◆ A run of records
--- BEGIN ---

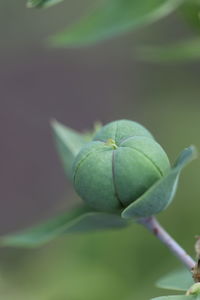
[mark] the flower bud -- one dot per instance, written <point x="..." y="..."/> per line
<point x="121" y="163"/>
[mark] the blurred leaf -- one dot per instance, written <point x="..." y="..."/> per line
<point x="80" y="219"/>
<point x="114" y="17"/>
<point x="42" y="3"/>
<point x="69" y="143"/>
<point x="178" y="297"/>
<point x="191" y="12"/>
<point x="184" y="51"/>
<point x="159" y="196"/>
<point x="178" y="280"/>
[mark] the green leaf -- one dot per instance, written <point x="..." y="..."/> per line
<point x="177" y="297"/>
<point x="190" y="11"/>
<point x="114" y="17"/>
<point x="179" y="52"/>
<point x="42" y="3"/>
<point x="178" y="280"/>
<point x="159" y="196"/>
<point x="78" y="220"/>
<point x="68" y="142"/>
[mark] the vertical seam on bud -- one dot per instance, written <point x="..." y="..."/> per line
<point x="148" y="158"/>
<point x="83" y="159"/>
<point x="113" y="177"/>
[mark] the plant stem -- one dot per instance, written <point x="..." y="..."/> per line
<point x="154" y="227"/>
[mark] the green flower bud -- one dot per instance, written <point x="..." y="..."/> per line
<point x="121" y="163"/>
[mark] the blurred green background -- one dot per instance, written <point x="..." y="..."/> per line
<point x="77" y="87"/>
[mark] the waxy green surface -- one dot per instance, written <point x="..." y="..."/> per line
<point x="118" y="166"/>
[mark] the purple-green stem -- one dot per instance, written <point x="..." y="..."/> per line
<point x="154" y="227"/>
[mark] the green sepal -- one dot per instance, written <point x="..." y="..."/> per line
<point x="177" y="297"/>
<point x="79" y="220"/>
<point x="42" y="3"/>
<point x="180" y="280"/>
<point x="68" y="144"/>
<point x="159" y="196"/>
<point x="112" y="18"/>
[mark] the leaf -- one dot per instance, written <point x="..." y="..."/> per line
<point x="68" y="142"/>
<point x="159" y="196"/>
<point x="112" y="18"/>
<point x="179" y="52"/>
<point x="42" y="3"/>
<point x="191" y="12"/>
<point x="177" y="297"/>
<point x="178" y="280"/>
<point x="78" y="220"/>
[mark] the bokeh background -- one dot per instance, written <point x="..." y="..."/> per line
<point x="103" y="82"/>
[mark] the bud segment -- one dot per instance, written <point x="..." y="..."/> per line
<point x="121" y="163"/>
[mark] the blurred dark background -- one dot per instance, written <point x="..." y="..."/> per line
<point x="103" y="82"/>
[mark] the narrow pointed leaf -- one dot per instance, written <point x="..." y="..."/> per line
<point x="177" y="297"/>
<point x="178" y="280"/>
<point x="114" y="17"/>
<point x="78" y="220"/>
<point x="42" y="3"/>
<point x="69" y="143"/>
<point x="179" y="52"/>
<point x="159" y="196"/>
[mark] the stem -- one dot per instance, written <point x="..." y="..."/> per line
<point x="154" y="227"/>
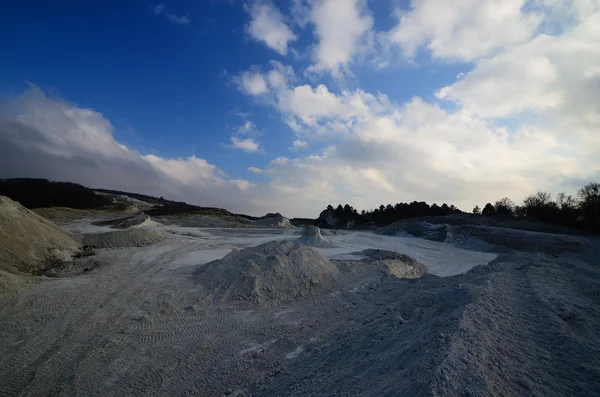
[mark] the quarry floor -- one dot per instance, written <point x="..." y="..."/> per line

--- END ---

◆ INSTRUCTIONS TO FOLLOW
Transcribe every entry word for word, but skip the pictures.

◆ ANSWER
[mark] the flower bud -- one dot per instance, written <point x="..." y="..."/> per line
<point x="121" y="163"/>
[mark] the blurred leaf -- one dot per instance, written <point x="..." y="..."/> per line
<point x="80" y="219"/>
<point x="114" y="17"/>
<point x="42" y="3"/>
<point x="69" y="143"/>
<point x="178" y="297"/>
<point x="191" y="12"/>
<point x="184" y="51"/>
<point x="159" y="196"/>
<point x="178" y="280"/>
[mark] the green leaf -- one dot per instance, written <point x="..." y="..."/> per line
<point x="177" y="297"/>
<point x="190" y="11"/>
<point x="114" y="17"/>
<point x="179" y="52"/>
<point x="42" y="3"/>
<point x="178" y="280"/>
<point x="159" y="196"/>
<point x="78" y="220"/>
<point x="68" y="142"/>
[mark] the vertical seam on bud -- one dot per instance, written <point x="..." y="..."/> per line
<point x="148" y="158"/>
<point x="83" y="159"/>
<point x="113" y="177"/>
[mark] the plant stem -- one dot per instance, written <point x="..." y="..."/> per line
<point x="154" y="227"/>
[mark] the green flower bud -- one dot per instance, written <point x="..." y="..."/> per line
<point x="121" y="163"/>
[mark] the blurred green background -- one dot per instance, written <point x="..." y="..."/> per line
<point x="77" y="87"/>
[mark] the waxy green surface -- one dot per instance, written <point x="..." y="..."/> per line
<point x="118" y="166"/>
[mark] the purple-green stem -- one dot per instance, written <point x="..." y="..."/> per line
<point x="154" y="227"/>
[mark] the green sepal -- one dot per instance, written <point x="..." y="..."/> per line
<point x="177" y="297"/>
<point x="79" y="220"/>
<point x="42" y="3"/>
<point x="180" y="280"/>
<point x="68" y="144"/>
<point x="159" y="196"/>
<point x="112" y="18"/>
[mark] the leaf -- one dot per instance, written <point x="..." y="..."/> per line
<point x="68" y="142"/>
<point x="159" y="196"/>
<point x="112" y="18"/>
<point x="179" y="52"/>
<point x="42" y="3"/>
<point x="191" y="12"/>
<point x="177" y="297"/>
<point x="178" y="280"/>
<point x="78" y="220"/>
[mark] the bokeh background -- one dot per instance, written <point x="..." y="..."/> per line
<point x="103" y="82"/>
[mark] the bud segment -- one dot per instance, written <point x="..." y="..."/> per line
<point x="121" y="163"/>
[mark] the blurred dark background -- one dot per instance, written <point x="..." y="..."/> per line
<point x="103" y="82"/>
[mark] the narrow pointed leaf -- one dot per instance, written <point x="..." y="..."/> per line
<point x="177" y="297"/>
<point x="178" y="280"/>
<point x="114" y="17"/>
<point x="78" y="220"/>
<point x="42" y="3"/>
<point x="69" y="143"/>
<point x="179" y="52"/>
<point x="159" y="196"/>
[mark] the stem -- one dot per instance, written <point x="..." y="..."/> per line
<point x="154" y="227"/>
[mark] the quarry floor -- one dot per instance, written <point x="..." y="..."/> per line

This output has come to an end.